**Referring expression pointing data**
=====

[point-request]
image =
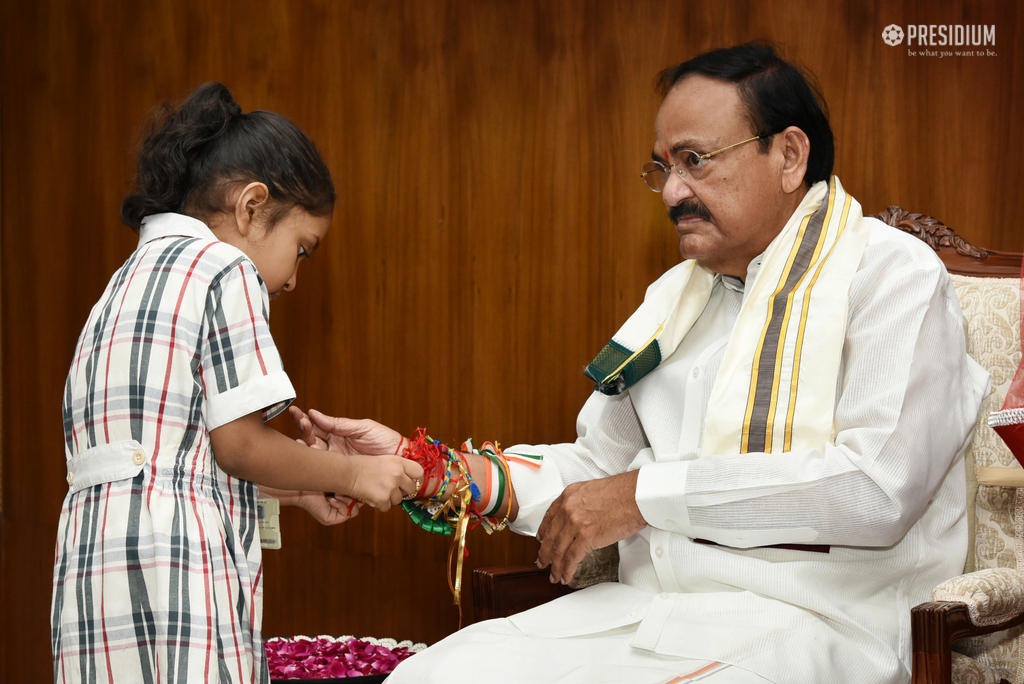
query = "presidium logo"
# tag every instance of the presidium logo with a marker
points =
(952, 36)
(893, 35)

=====

**WORK ITEM**
Set down exactly what runs from the line containing "# tag every" through the last line above, both lines included.

**SOLUTION TO THE EXERCISE**
# tag every instance of the presidium logo with a marker
points =
(952, 36)
(893, 35)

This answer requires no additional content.